NOTICE: This is an OSHA Archive Document, and no longer represents OSHA Policy. It is presented here as historical content, for research and review purposes only.


Hazard Communications and the Right to Know


Action: OSHA will immediately request that the National Advisory Committee on Occupational Safety and Health establish a working group on Hazard Communication and the right to know.

Description: OSHA's Hazard Communication Standard, promulgated in 1983 and revised in 1994, was developed to ensure that workers who are potentially exposed to toxic substances are provided useful information about the dangers of these substances and about protective measures needed to work with them safely. The Standard, as intended, has resulted in a large increase in awareness among employers and employees about workplace hazard recognition and control. It has stimulated training programs, labeling efforts, engineering controls of chemical exposures and appropriate use of personal protective equipment. However, the Standard has also received substantial criticism, including that Material Safety Data Sheets are too long, too technical and too confusing; that enforcement of the Standard has focused too heavily on paperwork and minor violations, particularly with regard to relatively low hazard materials such as common consumer products; that the standard requires too much paperwork; and that there has been too little compliance assistance and technical support to employers for this type of performance based standard.

Although some of these criticisms of the rule are exaggerated, OSHA will request the National Advisory Committee on Safety and Health to convene a working group to identify ways to improve hazard communication in the workplace. OSHA will ask to the committee to provide OSHA with recommendations in six months to simplify material safety data sheets, reduce the amount of required paperwork, improve the effectiveness of worker training, and revise enforcement policies to focus on the most serious hazards. In particular, the working group will be asked to consider the possibility of amending the present rule to allow employers to meet their obligation under the standard to provide employees with material safety data sheets if they can obtain and provide these sheets within twenty four hours or immediately in an emergency. This would relieve employers of the burden of keeping voluminous books of data sheets on hand at all times.

Implementation Plan: OSHA will immediately request NACOSH to establish a working group on hazard communication and the right to know.

NOTICE: This is an OSHA Archive Document, and no longer represents OSHA Policy. It is presented here as historical content, for research and review purposes only.

━━━

- [DIRECTIONS FOR THIS TASK]: According to the OSHA archive document on hazard communication, in what year was the Hazard Communication Standard promulgated, and when was it revised? The entries that come next are drawn from a different source than the OSHA archive document.

- [SUPPLIED INFORMATION]:
━━━

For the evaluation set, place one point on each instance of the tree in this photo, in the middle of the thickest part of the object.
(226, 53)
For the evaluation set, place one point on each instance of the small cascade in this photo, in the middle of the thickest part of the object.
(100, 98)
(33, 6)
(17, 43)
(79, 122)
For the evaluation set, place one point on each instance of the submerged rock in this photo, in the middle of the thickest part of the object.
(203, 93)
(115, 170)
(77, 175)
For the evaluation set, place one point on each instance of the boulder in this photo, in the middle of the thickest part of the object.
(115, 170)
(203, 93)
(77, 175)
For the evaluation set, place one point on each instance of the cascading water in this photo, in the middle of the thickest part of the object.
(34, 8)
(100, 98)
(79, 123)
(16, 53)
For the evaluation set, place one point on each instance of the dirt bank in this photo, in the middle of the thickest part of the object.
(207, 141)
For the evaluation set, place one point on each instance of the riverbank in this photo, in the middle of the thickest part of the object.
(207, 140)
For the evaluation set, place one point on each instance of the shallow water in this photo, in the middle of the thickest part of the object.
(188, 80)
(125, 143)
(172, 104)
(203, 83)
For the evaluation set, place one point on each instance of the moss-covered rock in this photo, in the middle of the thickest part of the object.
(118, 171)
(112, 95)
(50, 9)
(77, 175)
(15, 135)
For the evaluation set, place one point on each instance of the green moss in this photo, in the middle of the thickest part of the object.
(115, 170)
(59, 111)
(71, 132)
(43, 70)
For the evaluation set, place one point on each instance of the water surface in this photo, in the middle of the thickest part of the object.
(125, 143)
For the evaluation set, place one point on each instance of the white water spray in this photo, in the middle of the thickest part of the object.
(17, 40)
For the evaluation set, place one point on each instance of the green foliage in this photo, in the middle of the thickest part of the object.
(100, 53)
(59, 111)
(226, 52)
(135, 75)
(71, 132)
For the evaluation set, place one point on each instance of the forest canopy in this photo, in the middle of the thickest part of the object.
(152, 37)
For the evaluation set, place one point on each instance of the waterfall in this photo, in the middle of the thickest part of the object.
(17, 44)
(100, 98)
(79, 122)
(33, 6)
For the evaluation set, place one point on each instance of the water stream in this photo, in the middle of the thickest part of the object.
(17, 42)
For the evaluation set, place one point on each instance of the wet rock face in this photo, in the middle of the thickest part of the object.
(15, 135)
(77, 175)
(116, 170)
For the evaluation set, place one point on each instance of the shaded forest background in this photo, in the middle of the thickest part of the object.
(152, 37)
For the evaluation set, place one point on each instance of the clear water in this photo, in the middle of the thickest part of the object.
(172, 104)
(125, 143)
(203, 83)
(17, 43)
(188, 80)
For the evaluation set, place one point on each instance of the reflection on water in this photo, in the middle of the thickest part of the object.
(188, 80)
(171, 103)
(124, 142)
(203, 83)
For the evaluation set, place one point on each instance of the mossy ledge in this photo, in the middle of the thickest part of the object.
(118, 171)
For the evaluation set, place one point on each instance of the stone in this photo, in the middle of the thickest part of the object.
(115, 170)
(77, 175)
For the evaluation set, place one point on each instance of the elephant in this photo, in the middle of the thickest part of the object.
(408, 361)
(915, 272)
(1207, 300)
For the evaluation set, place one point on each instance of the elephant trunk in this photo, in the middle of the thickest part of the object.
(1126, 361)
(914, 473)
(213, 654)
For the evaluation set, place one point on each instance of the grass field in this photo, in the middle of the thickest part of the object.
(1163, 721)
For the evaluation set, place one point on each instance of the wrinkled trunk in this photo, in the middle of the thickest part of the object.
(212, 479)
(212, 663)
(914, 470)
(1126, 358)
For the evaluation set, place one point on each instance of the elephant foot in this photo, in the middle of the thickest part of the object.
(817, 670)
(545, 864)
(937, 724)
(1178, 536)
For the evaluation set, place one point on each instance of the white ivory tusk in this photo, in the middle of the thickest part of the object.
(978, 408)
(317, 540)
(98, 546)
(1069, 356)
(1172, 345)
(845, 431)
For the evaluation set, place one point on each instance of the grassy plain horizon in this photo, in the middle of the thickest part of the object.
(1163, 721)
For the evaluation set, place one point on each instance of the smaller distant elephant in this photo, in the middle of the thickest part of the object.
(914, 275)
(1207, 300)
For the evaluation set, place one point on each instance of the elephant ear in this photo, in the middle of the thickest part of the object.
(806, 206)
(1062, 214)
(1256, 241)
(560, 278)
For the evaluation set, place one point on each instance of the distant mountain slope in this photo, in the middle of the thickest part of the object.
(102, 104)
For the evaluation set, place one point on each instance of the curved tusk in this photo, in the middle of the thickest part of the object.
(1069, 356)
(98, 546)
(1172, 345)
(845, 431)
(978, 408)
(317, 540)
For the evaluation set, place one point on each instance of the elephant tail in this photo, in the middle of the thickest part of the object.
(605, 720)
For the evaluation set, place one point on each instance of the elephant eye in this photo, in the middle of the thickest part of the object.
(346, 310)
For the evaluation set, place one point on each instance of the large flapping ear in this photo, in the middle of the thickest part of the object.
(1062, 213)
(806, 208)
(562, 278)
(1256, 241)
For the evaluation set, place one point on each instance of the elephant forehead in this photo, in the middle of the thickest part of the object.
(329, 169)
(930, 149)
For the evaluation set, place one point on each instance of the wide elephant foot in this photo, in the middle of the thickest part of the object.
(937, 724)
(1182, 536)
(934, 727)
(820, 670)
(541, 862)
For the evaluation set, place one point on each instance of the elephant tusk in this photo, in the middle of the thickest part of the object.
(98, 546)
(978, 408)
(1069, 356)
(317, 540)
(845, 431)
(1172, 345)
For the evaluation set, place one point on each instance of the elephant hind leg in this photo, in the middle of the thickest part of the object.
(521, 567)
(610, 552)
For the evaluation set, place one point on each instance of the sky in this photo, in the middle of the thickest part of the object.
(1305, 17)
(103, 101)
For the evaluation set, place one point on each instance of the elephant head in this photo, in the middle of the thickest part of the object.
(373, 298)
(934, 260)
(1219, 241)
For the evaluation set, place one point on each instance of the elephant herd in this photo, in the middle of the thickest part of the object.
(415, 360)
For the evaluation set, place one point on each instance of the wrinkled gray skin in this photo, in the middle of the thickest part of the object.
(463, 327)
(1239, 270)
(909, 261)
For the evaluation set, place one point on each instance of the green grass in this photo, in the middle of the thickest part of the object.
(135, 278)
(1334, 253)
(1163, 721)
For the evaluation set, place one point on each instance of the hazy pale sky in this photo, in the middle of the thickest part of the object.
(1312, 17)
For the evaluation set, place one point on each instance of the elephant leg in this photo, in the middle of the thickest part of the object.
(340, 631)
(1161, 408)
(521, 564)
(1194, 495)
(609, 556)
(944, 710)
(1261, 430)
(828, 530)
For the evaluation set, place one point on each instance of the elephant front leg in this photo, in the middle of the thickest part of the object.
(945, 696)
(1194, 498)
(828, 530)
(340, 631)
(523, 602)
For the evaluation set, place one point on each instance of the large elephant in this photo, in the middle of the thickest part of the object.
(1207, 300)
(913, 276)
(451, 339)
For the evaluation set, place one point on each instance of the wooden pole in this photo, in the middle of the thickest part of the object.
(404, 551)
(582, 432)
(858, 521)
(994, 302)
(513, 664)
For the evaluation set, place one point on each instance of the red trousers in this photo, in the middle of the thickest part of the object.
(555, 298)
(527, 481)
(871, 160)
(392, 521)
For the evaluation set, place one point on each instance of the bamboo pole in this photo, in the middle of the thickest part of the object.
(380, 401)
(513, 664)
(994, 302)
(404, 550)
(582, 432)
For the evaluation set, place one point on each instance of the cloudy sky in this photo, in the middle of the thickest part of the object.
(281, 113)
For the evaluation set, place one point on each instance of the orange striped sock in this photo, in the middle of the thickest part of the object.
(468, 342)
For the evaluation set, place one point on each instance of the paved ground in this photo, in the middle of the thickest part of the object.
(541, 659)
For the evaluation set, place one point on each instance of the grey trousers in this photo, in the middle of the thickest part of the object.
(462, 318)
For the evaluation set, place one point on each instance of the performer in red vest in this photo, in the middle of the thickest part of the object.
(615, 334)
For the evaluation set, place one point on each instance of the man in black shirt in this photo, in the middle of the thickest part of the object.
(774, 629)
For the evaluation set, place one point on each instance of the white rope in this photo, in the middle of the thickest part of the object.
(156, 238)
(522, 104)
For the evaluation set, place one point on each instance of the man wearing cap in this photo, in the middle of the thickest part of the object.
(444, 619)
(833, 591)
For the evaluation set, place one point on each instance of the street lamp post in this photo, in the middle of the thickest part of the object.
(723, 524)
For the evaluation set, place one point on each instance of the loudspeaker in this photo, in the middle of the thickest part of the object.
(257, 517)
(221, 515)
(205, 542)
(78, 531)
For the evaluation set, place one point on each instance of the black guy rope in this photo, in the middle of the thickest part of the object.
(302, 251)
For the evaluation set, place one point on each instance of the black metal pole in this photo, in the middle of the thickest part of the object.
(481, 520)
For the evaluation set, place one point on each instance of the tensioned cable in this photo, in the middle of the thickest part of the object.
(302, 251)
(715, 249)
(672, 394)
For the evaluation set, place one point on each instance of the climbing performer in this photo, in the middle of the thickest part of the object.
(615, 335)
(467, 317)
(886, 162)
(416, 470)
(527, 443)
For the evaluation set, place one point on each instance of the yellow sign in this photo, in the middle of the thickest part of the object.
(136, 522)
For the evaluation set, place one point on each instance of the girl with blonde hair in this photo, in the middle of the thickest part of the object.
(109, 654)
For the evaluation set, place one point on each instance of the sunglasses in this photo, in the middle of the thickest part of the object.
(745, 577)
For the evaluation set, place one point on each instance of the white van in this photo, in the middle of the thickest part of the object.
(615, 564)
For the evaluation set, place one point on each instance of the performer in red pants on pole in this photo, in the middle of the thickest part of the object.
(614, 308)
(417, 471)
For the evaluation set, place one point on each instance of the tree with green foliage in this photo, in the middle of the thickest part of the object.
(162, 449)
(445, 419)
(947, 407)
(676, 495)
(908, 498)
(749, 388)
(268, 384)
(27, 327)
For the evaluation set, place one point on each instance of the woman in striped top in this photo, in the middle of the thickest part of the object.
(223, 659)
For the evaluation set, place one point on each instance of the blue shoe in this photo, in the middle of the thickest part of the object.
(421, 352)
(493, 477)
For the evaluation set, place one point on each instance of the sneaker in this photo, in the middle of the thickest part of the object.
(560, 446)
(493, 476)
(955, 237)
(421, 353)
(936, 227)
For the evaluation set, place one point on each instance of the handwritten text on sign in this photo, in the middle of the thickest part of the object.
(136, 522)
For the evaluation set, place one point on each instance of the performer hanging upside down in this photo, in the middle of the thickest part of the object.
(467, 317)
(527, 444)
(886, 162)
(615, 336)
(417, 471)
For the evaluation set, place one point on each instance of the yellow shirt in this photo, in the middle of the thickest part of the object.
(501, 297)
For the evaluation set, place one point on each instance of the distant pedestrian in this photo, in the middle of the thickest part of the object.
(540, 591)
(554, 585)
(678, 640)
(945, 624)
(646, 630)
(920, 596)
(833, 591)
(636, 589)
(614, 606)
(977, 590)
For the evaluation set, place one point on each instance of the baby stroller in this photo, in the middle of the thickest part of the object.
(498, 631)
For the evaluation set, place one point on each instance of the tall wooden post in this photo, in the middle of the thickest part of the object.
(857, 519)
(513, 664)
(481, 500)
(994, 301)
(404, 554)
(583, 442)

━━━

- [TASK RESULT]: It was promulgated in 1983 and revised in 1994.